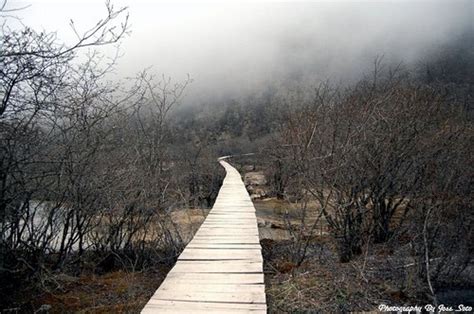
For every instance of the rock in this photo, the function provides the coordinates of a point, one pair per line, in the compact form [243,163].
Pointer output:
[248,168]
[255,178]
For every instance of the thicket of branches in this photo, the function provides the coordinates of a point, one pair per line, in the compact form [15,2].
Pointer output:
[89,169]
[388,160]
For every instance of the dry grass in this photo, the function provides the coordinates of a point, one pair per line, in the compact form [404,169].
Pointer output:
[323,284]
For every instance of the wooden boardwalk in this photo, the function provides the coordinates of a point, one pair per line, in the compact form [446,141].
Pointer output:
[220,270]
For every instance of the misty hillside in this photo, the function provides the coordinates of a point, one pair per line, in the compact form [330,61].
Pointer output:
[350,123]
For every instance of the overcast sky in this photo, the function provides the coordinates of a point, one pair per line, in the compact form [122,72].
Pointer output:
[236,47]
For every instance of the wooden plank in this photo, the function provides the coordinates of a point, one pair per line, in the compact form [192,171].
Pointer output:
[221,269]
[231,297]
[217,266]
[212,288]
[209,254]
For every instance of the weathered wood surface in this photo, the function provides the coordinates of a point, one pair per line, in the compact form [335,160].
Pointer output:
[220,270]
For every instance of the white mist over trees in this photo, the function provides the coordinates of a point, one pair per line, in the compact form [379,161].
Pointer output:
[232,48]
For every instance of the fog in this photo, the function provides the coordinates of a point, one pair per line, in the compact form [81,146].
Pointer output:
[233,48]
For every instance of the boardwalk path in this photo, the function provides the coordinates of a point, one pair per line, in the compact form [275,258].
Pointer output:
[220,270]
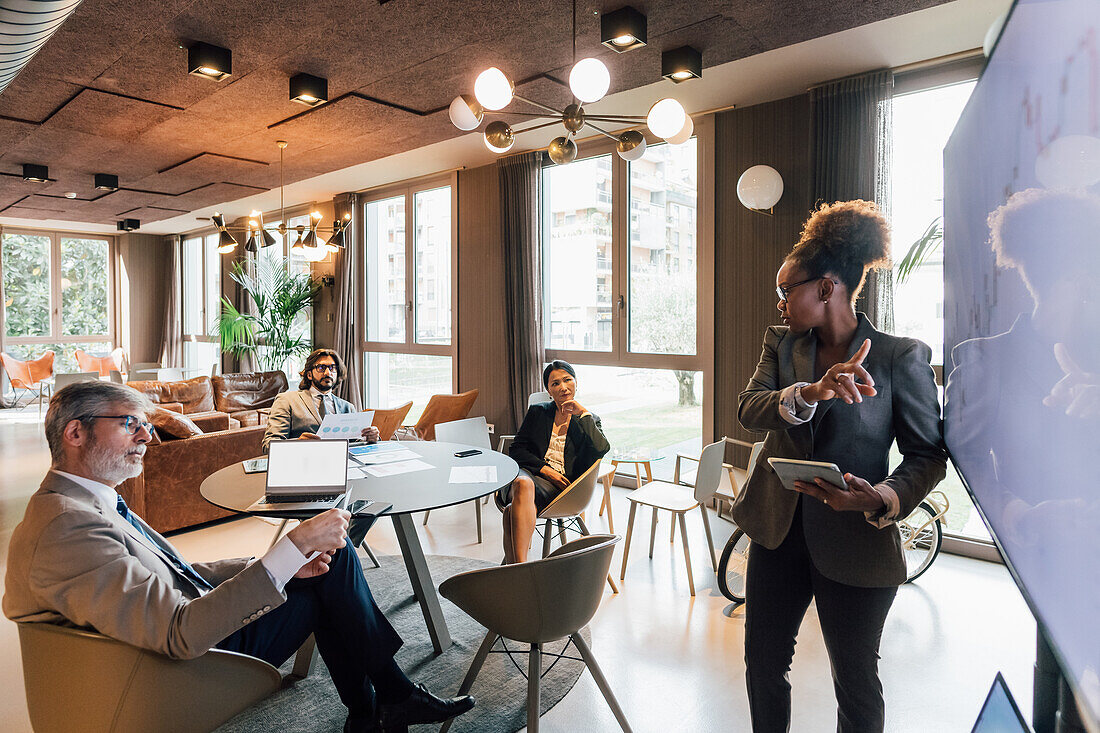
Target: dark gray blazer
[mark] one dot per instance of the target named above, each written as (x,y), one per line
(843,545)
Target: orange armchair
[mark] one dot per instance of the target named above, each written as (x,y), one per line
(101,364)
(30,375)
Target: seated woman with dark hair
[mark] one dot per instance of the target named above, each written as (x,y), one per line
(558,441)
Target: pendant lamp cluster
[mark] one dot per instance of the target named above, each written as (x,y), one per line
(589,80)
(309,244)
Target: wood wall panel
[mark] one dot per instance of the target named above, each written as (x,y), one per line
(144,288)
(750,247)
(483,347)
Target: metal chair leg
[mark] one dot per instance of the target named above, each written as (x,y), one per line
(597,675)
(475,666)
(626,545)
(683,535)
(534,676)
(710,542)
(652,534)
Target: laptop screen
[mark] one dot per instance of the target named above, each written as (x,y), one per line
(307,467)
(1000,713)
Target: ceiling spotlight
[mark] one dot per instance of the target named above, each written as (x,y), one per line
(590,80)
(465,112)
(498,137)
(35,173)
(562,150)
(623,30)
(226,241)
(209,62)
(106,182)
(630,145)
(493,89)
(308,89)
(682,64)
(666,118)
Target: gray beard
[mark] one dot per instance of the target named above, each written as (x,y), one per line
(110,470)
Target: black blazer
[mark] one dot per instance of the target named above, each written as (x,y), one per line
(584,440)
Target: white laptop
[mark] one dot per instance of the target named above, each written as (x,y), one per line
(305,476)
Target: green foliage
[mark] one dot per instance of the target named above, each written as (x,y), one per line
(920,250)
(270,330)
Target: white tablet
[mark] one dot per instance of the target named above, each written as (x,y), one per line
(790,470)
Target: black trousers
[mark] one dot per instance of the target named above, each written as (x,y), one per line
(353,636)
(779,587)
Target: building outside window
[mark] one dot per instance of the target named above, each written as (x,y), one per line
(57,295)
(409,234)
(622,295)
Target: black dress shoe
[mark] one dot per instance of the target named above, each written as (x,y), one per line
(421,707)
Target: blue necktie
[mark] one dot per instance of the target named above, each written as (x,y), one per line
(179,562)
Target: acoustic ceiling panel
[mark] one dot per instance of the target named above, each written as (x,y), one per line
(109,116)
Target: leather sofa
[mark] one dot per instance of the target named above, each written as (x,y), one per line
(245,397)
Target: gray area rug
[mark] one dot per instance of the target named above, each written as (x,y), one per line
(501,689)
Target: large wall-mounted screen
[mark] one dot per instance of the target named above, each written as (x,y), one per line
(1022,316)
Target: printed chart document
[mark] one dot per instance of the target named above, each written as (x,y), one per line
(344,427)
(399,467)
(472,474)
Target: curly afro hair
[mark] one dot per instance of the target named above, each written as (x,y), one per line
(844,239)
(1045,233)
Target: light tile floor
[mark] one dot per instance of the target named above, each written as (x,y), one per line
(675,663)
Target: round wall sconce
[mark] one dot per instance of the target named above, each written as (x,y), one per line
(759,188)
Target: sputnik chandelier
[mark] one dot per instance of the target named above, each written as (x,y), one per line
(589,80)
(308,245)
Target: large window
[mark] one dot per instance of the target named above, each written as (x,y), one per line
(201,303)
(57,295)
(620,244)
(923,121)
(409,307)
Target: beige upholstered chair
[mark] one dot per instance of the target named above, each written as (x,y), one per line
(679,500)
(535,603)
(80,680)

--------------------

### What you need to do
Reproduce all of the material above line for line, without altering a single character, but omit the pictures.

### Response below
For every instance of the rock in this photo, the function provides the coordinates of a point, one pair per line, in the compact form [243,163].
Pointer output:
[248,168]
[255,178]
For every instance of the thicket of branches in this photo, the function provides the coordinates of a point, one pair per line, in the compact form [15,2].
Pointer output:
[89,169]
[388,160]
For every instance of the dry grass in this photo, the function provides the coordinates of a point, one pair per line, in the compact form [404,169].
Pointer output:
[323,284]
For every instance of the wooden boardwalk in this photo, the function provides the coordinates of a point, one pair per line, in the compact form [446,141].
Pointer output:
[220,270]
For every instance of the misty hillside in this photo, the function provides the coordinates of a point, one pair per line, in the compact form [330,61].
Pointer output:
[350,123]
For every instance of the overcast sky in this photo, the function provides the coordinates of a point, one pair per line, in the compact form [122,72].
Pointer output:
[236,47]
For every instance of the wooden plank in this photo, the function provides the coordinates of a point, one pair per line, in the compact form [192,171].
Pointer output:
[221,269]
[231,297]
[217,266]
[212,288]
[209,254]
For every instance of the weathered wood surface in this photo, the function provides the coordinates of a point, one pair per line, in the compact form [335,160].
Pointer output:
[220,270]
For every instance of the white mist over trees in this photo, the function provides the coordinates of a point, one pair per line, in the compact form [379,161].
Pointer output:
[232,48]
For every instance of the fog in this photo, the function provides the coordinates of a point, one pair per line, in the compact form [81,146].
Pointer output:
[233,48]
For every instance of the boardwalk path in this photo, the function provides the coordinates of a point, one pair per line, in the compact form [275,258].
Pointer output:
[220,270]
Target: dark gray blazer
[mark] one dot per instance of the target named above, each written as (x,y), one per line
(843,545)
Target: orange armchair
[mark] one dot per instance of the target named above, each written as (x,y), one per line
(101,364)
(30,375)
Target: seated woman with dark hair
[mark] one dot per instance of the target named above, each written as (x,y), one per line
(558,441)
Target: pendant lamp cluster
[mark] one dot per instance of the target named above, each written as (x,y), one per line
(589,80)
(309,244)
Target: wood wall panel
[mark] one dot per instance of the target named above, each written as (x,y), one per line
(144,288)
(750,247)
(483,347)
Target: metal chair leg
[mark] one dot per instance of the target named above, each written as (x,y), one per line
(597,675)
(475,666)
(626,545)
(683,535)
(534,676)
(710,542)
(652,534)
Target: laptop screen
[mark] one dot per instance of the target named above, each written as (x,y), one per line
(307,467)
(1000,713)
Target: ceiling spotlight
[mark] one dot per instance of the target named above, each written as (x,y), one per line
(590,80)
(465,112)
(498,137)
(35,173)
(562,150)
(623,30)
(226,241)
(209,62)
(106,182)
(630,145)
(493,89)
(308,89)
(682,64)
(666,118)
Target: gray beard
[mark] one dot per instance of the target named above, each written as (x,y), one per line
(110,470)
Target: black blazer
[mark] one dot per instance of the target named above, each written as (x,y), one per line
(584,440)
Target: white laptop
[mark] one dot per instance of the target named above, each written as (x,y), one per line
(305,476)
Target: green foliage
[mark] one dot per instance of the target named above, each written as (x,y), one per line
(920,250)
(270,330)
Target: white tablet
[mark] one dot per instance of the target named above, each written as (x,y), one per line
(790,470)
Target: black trousers
[mark] one dot per instance of the target named above, each written as (x,y), one per line
(353,636)
(779,587)
Target: building outside window
[mark] one dot per instance of the target named above, each written as (x,y), one per line
(57,295)
(409,234)
(622,295)
Target: black dress shoe
[mark] one dot per instance of the target named above, each written as (x,y), one per line
(421,707)
Target: blue necktie
[mark] one dot per instance of the target named above, each written as (x,y), one per line
(179,562)
Target: acoustic ceiling panel
[mark] one dot per instance of the target named above, each written as (x,y), one per line
(109,116)
Target: leather sofa
[mark] one dot per instance of the target named above, each written as (x,y), one per line
(245,397)
Target: gray area rug
[mark] one dot per instance of the target named above, each written as (x,y), one per line
(501,689)
Target: large wall-mounted screen
[mark] one dot per instance of the target named above, each written as (x,y), one per line
(1022,316)
Target: printed chart document
[mark] one dot per instance of the target named above, each written as (x,y), one per line
(344,427)
(399,467)
(472,474)
Target: curly afro hair
[mark] one dot per instance of the target named above, each written as (x,y), one per line
(844,239)
(1045,233)
Target: light tile floor
[mark] one dot per instance of the target named above, each written as (x,y), one per line
(675,663)
Target: round wall sconce
[mark] one dot per instance of the target named above, each written as (x,y), one per line
(759,188)
Target: sputnik chandelier
[mark] one dot per instance of the target named above, each written as (x,y), one per line
(589,80)
(308,245)
Target: large window
[mark] one dot per instance of the target named above, each written as (x,y), one per line
(201,303)
(57,295)
(620,244)
(923,121)
(409,307)
Target: beige upholstered chair
[mark] one dot per instance of the target named above, each written as (x,y), one per line
(679,500)
(535,603)
(80,680)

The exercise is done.